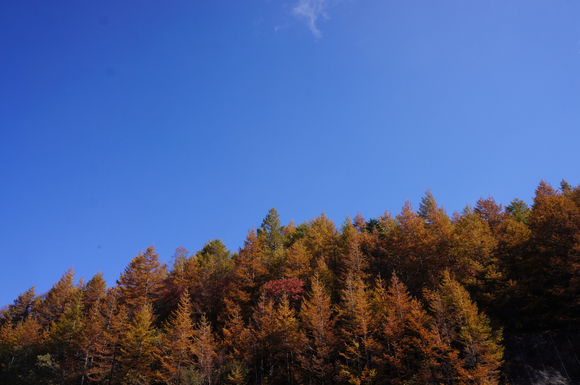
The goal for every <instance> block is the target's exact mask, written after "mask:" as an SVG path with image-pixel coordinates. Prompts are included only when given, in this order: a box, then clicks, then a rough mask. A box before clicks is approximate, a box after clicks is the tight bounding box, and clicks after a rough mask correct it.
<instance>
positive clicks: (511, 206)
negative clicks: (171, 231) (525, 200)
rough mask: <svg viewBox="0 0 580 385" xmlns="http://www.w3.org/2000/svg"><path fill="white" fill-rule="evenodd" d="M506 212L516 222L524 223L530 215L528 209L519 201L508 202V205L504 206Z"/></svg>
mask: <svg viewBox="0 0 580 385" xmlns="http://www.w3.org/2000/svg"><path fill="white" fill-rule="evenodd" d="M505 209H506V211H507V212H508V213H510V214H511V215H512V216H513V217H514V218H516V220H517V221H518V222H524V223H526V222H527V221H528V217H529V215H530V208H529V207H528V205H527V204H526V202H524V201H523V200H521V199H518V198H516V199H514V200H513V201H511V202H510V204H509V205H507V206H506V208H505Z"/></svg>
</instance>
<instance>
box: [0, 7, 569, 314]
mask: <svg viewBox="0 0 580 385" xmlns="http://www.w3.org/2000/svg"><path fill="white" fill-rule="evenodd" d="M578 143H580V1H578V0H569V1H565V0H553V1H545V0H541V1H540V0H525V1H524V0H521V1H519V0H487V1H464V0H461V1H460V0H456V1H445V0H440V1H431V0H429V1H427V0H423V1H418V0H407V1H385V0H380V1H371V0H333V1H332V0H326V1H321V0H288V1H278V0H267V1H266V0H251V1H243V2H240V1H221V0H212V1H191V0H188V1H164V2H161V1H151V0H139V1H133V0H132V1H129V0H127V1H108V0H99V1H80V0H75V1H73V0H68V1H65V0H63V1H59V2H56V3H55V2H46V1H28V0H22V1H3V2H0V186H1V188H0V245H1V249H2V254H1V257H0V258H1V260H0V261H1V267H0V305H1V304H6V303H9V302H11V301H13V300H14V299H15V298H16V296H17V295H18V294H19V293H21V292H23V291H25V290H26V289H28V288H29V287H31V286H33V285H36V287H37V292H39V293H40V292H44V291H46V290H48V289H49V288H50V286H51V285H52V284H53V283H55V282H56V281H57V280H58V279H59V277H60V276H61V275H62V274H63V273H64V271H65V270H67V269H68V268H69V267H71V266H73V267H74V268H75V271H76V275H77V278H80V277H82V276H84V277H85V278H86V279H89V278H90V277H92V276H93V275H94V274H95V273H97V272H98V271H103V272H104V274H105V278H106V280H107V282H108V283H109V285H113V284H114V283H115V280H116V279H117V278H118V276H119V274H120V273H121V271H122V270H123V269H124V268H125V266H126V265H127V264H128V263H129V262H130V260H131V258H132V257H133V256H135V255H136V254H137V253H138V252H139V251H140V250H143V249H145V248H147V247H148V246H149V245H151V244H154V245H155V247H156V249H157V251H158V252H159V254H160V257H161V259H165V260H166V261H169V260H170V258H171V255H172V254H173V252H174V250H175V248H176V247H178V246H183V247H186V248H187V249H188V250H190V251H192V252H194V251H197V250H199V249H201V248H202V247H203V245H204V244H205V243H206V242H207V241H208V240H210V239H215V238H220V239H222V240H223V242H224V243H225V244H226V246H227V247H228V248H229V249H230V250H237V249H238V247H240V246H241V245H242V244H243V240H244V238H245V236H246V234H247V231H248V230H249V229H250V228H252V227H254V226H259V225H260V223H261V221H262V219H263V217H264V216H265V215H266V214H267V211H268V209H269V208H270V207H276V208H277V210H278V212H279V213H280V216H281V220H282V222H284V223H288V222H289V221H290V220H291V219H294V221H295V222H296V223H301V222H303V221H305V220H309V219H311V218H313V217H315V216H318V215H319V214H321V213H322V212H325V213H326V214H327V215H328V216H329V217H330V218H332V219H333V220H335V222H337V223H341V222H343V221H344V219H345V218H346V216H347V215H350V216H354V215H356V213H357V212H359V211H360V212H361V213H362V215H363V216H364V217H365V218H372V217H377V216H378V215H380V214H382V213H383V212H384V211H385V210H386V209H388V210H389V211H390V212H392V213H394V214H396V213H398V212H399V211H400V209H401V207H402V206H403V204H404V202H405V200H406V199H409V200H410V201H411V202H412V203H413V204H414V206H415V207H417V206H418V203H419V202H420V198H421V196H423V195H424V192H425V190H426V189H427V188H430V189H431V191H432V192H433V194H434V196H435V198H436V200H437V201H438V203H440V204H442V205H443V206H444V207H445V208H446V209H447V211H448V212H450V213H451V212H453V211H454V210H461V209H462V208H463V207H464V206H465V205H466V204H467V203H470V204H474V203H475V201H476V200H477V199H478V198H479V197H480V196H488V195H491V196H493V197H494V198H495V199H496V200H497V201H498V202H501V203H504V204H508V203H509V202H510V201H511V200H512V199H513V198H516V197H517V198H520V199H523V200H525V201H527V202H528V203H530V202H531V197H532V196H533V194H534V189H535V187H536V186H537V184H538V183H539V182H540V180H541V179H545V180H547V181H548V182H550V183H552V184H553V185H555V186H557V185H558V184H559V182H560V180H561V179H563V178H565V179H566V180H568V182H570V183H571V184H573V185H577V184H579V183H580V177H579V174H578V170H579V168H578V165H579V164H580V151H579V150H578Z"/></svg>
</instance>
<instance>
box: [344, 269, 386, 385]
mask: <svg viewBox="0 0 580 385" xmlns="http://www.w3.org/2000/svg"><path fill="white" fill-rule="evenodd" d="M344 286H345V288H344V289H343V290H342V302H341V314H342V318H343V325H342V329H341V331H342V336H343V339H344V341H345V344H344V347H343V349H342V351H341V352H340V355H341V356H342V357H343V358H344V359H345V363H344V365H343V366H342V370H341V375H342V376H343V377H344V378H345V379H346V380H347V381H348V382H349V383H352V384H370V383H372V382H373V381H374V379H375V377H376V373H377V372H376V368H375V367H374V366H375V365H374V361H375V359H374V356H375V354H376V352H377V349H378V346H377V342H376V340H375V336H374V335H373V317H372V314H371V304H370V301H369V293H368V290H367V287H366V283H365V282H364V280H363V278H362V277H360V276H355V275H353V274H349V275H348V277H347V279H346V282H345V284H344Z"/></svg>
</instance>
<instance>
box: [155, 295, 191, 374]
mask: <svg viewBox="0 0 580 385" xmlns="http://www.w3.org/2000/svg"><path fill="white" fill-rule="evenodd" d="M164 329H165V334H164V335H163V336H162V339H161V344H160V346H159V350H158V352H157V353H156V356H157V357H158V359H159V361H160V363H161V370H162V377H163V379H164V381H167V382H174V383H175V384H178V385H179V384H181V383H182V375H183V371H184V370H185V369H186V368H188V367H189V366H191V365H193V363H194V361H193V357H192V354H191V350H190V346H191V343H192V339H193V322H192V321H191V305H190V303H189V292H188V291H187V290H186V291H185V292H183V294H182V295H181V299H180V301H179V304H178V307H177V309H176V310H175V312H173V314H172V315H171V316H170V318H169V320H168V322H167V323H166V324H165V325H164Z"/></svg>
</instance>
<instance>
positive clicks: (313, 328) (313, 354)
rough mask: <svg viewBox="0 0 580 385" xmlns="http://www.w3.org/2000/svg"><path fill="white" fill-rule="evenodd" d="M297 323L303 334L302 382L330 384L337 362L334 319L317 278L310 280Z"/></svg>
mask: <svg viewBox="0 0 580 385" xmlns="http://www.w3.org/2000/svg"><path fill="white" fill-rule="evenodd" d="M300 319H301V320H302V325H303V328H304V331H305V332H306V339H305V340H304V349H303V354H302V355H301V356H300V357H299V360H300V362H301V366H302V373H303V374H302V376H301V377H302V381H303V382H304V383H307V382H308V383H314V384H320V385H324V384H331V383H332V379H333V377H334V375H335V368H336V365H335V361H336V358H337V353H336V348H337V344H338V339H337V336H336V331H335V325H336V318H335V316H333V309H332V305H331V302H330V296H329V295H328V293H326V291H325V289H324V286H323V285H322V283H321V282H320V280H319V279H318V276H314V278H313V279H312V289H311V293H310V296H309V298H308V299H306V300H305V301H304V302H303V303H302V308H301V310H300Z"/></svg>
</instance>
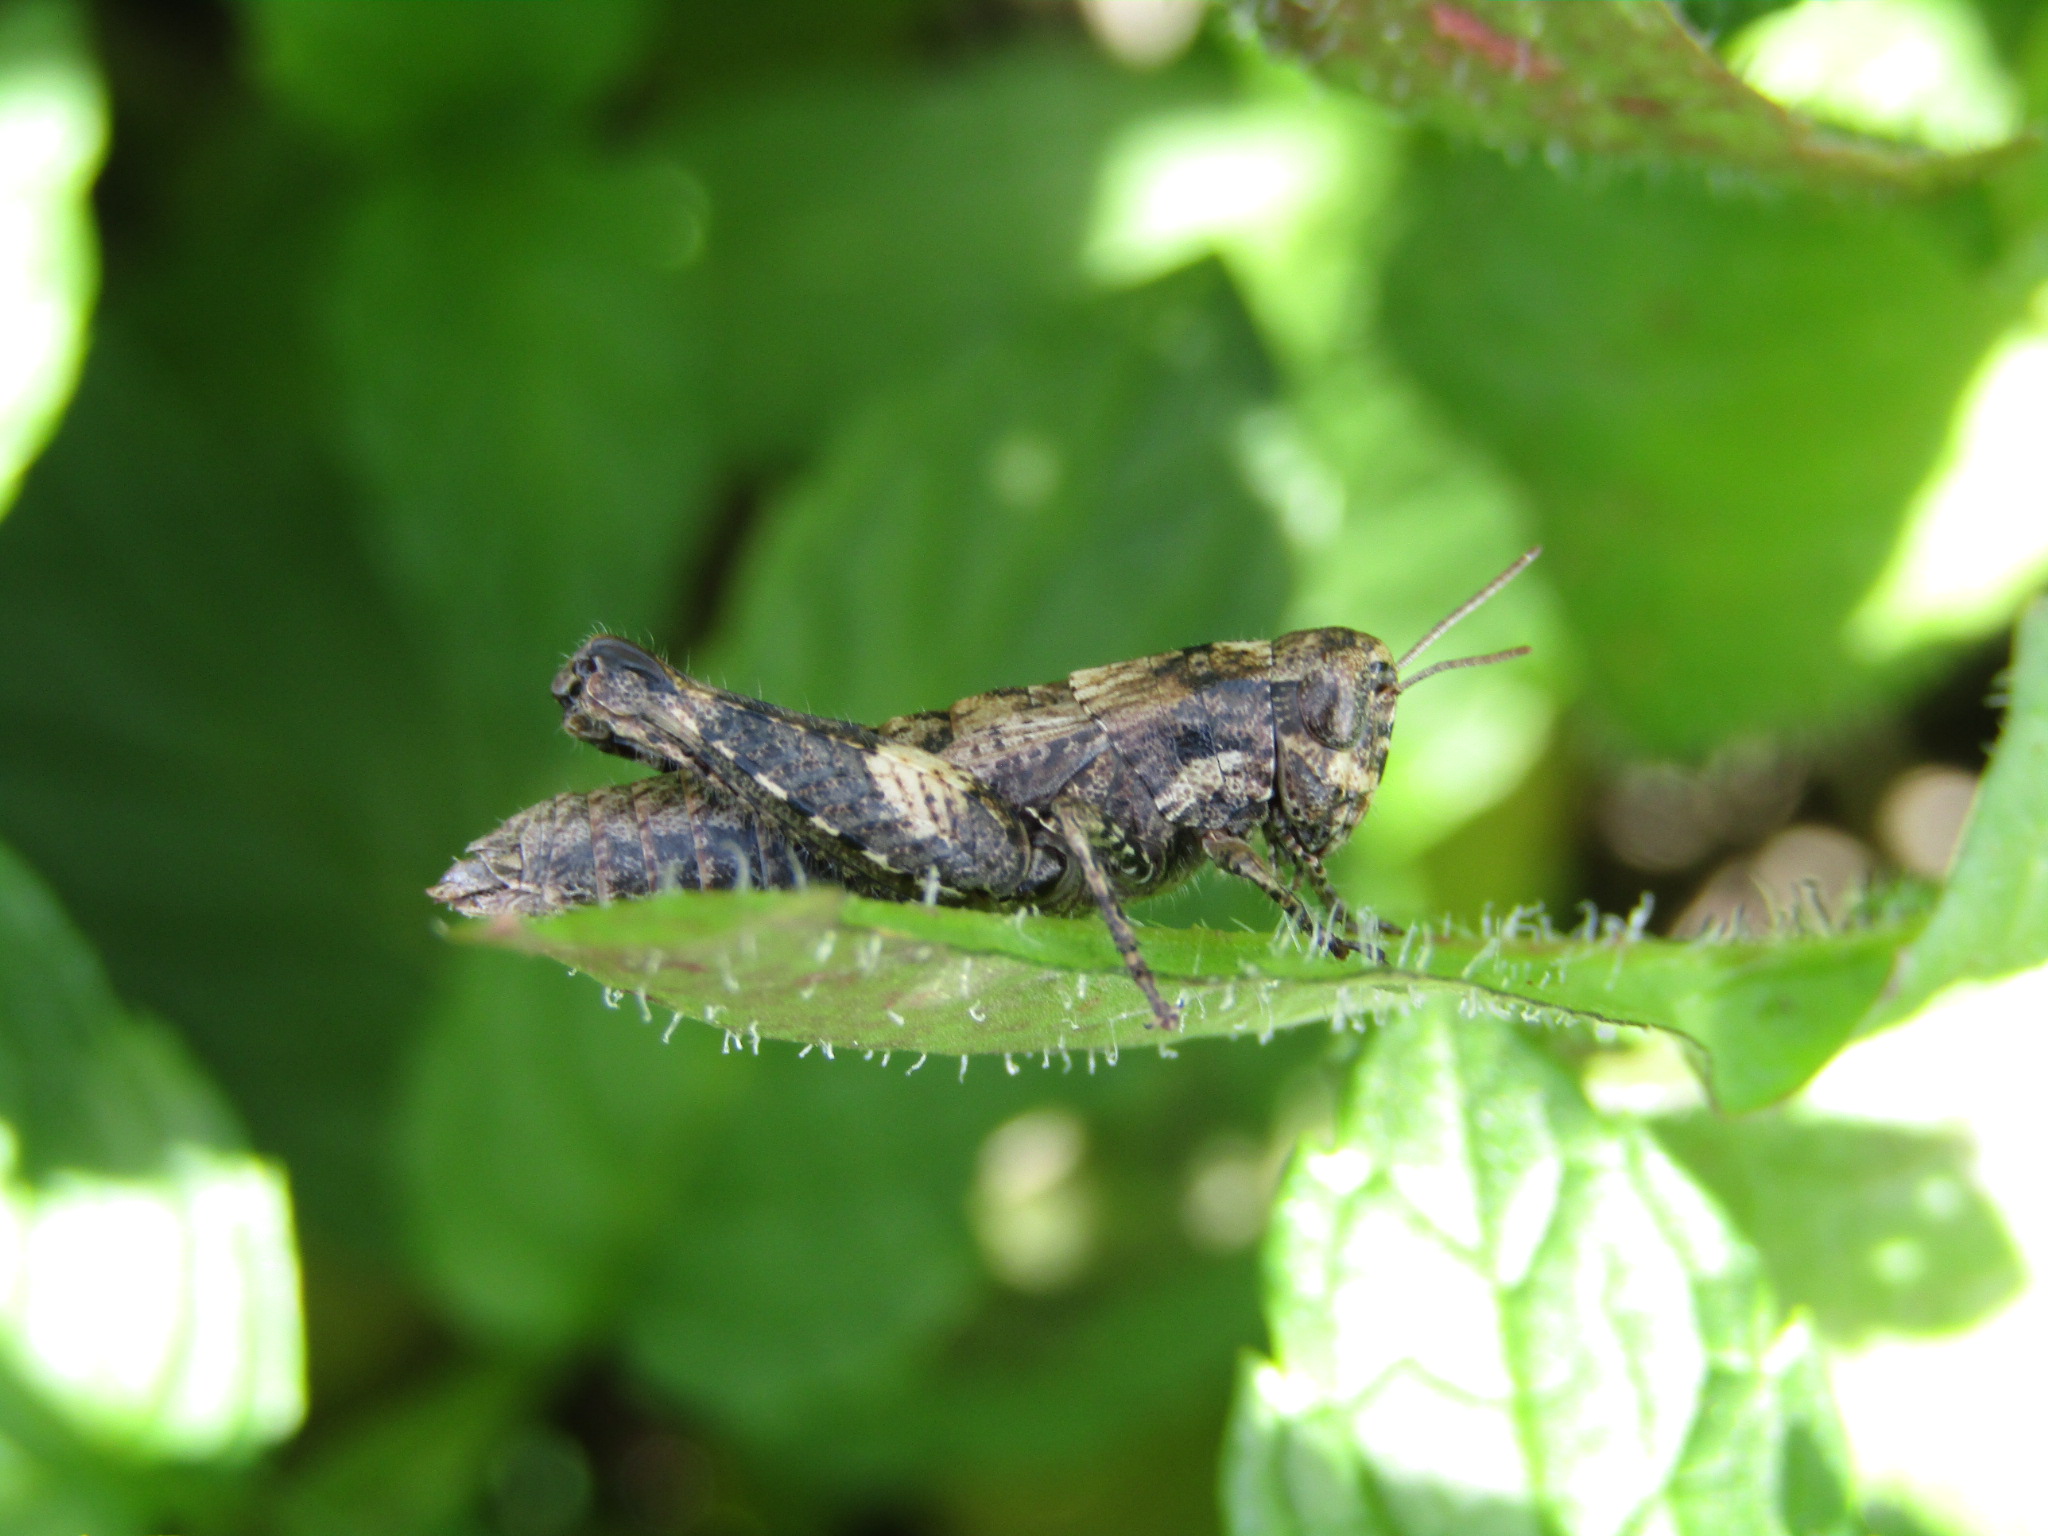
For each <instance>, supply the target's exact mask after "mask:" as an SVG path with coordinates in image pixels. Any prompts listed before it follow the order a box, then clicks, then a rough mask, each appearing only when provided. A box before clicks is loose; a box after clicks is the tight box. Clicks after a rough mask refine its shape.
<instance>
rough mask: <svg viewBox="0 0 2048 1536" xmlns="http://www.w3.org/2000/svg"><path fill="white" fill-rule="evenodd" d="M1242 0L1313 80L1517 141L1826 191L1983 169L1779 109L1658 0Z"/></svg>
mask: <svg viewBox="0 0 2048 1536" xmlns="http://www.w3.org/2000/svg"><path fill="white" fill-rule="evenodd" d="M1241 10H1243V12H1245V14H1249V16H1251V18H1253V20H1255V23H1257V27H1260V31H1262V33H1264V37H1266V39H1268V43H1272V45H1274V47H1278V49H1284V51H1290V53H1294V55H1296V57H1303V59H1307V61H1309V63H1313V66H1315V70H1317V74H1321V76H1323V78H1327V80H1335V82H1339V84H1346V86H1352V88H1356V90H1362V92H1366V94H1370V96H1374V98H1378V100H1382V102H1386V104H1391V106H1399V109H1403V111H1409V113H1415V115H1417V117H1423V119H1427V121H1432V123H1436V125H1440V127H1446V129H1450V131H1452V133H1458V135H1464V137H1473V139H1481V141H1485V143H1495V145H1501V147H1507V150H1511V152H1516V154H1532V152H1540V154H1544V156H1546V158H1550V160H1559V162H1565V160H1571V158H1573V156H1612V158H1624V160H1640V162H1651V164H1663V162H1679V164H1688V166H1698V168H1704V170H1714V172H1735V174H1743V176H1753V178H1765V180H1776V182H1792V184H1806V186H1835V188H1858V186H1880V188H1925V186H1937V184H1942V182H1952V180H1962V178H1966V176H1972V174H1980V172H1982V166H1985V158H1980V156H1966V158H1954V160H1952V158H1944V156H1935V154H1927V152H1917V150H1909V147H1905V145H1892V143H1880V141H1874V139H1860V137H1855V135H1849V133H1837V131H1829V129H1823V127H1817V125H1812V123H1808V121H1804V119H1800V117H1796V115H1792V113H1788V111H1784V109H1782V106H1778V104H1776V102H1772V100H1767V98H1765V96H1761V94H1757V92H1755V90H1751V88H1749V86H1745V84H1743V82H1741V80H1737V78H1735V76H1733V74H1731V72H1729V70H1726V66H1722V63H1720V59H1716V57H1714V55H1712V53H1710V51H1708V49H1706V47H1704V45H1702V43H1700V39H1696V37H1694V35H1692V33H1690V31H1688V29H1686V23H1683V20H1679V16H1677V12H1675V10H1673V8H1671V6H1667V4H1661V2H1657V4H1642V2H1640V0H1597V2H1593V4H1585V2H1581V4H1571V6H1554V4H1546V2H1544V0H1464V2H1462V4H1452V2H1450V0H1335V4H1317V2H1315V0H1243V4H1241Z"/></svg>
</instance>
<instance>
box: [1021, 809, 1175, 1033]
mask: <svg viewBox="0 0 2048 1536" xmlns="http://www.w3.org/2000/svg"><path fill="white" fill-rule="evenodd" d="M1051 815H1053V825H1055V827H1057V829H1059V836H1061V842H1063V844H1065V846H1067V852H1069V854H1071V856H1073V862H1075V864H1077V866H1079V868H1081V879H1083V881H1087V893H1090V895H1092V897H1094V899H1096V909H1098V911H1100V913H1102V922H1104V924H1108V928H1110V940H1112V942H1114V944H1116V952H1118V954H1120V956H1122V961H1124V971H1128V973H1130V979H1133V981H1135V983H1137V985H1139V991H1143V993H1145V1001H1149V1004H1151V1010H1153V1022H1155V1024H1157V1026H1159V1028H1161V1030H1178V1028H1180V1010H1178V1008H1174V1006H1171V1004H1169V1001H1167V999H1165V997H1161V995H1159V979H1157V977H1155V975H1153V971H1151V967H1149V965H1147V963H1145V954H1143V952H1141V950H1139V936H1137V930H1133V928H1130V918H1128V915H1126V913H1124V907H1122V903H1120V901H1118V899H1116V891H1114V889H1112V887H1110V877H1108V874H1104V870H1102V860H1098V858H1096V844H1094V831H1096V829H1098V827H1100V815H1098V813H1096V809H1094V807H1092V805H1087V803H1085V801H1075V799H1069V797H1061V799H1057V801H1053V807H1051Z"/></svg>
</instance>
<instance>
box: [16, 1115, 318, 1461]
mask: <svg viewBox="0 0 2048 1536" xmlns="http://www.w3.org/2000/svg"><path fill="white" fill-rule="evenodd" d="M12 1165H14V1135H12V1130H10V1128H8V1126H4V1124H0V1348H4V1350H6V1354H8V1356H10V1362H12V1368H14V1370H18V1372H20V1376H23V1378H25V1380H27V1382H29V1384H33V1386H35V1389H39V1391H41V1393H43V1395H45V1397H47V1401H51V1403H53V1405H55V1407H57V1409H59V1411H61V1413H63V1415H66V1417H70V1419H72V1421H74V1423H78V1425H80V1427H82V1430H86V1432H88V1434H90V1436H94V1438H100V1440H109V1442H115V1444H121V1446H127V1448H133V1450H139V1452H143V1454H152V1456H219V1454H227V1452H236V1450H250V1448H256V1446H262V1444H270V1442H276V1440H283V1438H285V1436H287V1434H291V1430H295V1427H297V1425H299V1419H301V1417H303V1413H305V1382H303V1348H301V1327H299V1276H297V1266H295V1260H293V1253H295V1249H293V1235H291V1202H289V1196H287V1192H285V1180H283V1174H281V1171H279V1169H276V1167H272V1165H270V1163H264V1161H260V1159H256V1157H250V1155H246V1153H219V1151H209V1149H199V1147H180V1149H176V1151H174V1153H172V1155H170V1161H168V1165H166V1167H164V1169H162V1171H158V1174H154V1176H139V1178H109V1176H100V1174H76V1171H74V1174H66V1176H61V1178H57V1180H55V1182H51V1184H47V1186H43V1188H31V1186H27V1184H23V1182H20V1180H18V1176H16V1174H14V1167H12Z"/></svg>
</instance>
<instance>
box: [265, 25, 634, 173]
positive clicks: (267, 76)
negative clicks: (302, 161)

+---+

> _Your goal_
Please count the lines above that hold the string "after" and reply with the number alone.

> _Task solution_
2